# Problem requirements
Would you return, word for word, the lines of the data below from the line with "Target: framed photo" through the line with "Target: boy in green shirt", and no others?

____________

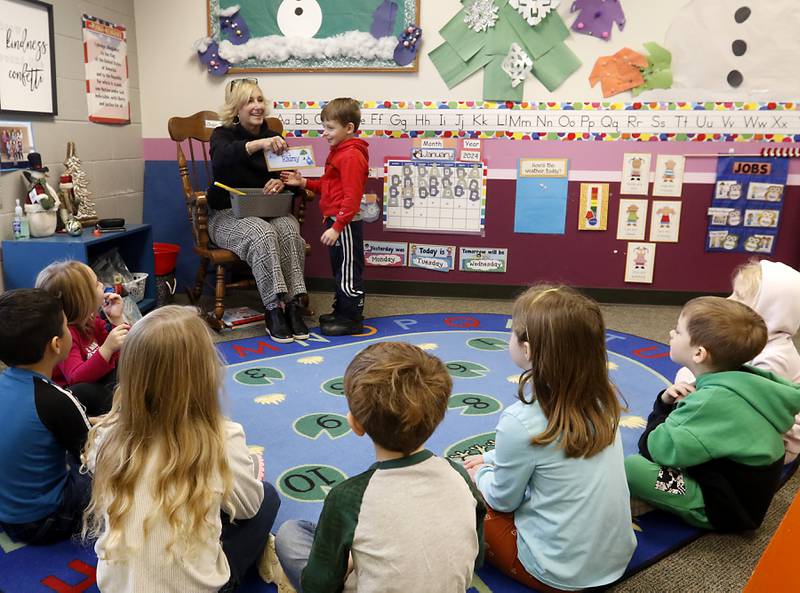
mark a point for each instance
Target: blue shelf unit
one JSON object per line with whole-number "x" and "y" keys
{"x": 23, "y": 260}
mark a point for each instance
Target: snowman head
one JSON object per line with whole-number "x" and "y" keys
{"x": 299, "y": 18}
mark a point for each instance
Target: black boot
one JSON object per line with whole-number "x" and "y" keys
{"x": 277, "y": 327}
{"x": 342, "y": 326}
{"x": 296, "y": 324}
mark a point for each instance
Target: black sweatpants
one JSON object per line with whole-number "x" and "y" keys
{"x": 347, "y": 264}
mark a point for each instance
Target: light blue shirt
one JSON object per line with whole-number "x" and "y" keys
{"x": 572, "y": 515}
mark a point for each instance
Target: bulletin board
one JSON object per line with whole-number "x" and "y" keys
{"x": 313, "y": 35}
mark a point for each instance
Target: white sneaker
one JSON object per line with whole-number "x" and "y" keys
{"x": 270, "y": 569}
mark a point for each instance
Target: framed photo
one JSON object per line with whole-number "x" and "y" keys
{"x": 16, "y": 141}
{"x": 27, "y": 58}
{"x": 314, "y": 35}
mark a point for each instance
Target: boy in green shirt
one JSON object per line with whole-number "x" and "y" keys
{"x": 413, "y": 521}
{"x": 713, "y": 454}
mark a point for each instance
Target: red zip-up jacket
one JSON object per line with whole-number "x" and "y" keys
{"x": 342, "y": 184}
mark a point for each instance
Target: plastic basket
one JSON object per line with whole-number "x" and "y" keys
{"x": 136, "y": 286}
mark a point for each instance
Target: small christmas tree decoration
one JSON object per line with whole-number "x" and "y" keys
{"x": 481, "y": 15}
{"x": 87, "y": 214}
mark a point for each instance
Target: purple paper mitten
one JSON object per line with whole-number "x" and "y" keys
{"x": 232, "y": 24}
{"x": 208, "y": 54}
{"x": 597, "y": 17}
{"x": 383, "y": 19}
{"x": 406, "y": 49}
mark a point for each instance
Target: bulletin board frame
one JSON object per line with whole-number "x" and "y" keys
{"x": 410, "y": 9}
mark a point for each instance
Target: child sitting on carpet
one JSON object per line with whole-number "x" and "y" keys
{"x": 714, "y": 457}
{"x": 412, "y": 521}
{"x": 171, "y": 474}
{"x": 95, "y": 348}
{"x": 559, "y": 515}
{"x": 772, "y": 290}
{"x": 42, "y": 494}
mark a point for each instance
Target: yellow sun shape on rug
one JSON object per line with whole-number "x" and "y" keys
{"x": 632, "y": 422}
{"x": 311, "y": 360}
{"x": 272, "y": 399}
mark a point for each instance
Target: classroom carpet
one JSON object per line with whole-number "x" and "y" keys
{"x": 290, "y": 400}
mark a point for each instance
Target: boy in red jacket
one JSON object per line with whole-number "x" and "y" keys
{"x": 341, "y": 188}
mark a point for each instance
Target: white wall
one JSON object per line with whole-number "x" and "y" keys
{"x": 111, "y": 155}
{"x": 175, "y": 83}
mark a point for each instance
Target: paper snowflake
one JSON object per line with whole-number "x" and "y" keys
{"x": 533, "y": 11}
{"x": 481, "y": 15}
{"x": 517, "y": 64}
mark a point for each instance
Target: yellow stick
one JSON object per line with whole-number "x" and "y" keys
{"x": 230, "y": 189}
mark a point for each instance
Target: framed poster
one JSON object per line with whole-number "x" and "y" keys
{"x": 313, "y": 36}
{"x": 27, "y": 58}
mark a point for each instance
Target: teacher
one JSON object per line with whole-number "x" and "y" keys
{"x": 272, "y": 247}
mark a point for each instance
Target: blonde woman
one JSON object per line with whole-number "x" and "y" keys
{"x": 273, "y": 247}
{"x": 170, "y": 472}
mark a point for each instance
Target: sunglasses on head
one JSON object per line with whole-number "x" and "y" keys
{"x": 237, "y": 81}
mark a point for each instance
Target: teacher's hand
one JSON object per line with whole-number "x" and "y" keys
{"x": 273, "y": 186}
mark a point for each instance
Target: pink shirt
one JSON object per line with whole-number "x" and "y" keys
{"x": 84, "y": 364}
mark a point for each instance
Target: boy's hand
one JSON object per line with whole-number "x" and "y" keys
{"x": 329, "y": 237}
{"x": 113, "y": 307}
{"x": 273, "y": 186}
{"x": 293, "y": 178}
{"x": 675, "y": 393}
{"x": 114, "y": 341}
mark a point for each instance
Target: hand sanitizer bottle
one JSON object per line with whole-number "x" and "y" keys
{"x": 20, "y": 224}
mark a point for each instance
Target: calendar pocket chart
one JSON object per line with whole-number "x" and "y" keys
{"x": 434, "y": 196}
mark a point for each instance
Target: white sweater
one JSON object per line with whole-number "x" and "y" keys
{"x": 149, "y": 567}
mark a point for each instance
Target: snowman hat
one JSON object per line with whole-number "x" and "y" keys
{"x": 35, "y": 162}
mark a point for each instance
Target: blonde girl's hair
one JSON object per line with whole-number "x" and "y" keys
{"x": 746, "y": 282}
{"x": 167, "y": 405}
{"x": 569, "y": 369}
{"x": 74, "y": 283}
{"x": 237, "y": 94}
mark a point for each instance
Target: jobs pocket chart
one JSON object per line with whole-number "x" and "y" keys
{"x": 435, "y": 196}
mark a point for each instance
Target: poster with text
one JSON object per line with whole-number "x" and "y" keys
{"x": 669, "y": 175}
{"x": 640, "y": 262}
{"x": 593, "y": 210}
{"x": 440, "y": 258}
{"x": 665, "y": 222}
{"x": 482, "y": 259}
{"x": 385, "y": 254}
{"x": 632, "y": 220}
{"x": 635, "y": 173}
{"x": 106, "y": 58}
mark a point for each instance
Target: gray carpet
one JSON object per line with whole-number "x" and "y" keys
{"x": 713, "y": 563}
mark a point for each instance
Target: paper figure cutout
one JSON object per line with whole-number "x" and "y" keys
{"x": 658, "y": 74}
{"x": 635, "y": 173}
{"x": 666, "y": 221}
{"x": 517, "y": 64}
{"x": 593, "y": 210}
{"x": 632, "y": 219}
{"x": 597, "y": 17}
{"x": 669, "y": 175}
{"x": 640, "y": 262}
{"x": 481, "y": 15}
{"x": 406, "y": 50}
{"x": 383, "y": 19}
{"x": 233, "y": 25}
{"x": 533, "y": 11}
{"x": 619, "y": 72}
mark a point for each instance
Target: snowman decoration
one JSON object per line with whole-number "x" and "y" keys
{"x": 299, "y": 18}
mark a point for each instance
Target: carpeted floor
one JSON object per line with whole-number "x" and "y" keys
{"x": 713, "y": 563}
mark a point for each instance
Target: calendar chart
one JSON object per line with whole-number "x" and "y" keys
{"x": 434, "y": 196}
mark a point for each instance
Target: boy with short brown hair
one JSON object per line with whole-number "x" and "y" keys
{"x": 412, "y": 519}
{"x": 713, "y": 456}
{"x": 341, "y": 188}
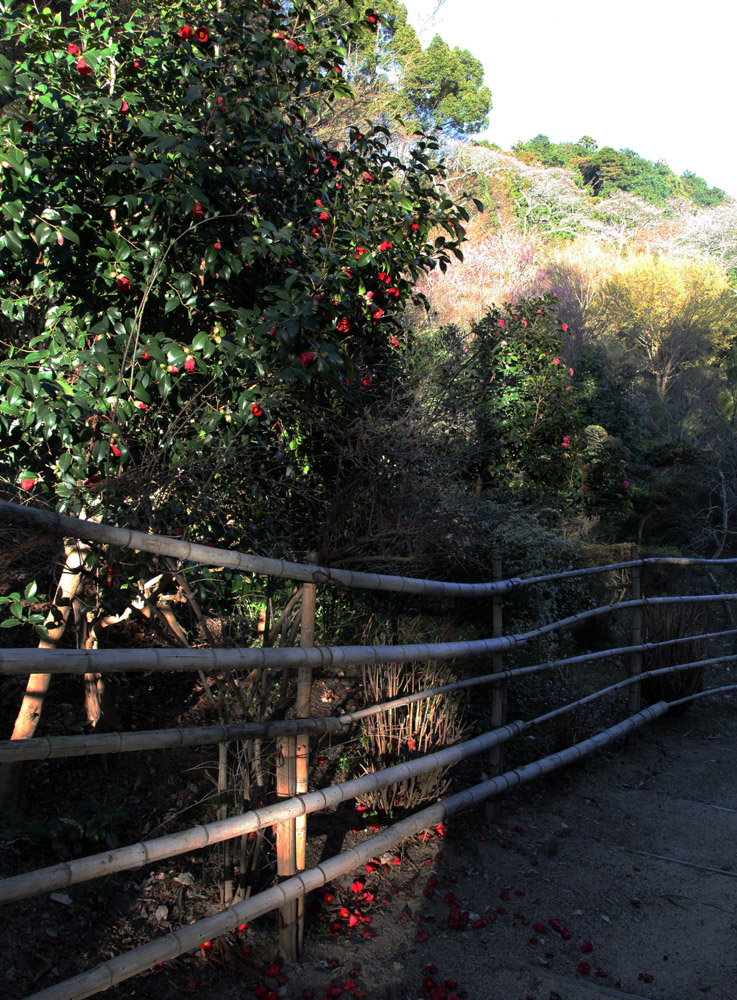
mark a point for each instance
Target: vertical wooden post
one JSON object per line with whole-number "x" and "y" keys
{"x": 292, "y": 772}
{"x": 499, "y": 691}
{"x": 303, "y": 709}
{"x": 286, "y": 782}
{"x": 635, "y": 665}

____________

# Reply
Target: framed photo
one JSON object per line with whole-number "x" and "y" keys
{"x": 16, "y": 141}
{"x": 27, "y": 58}
{"x": 314, "y": 35}
mark a point for each instance
Target: boy in green shirt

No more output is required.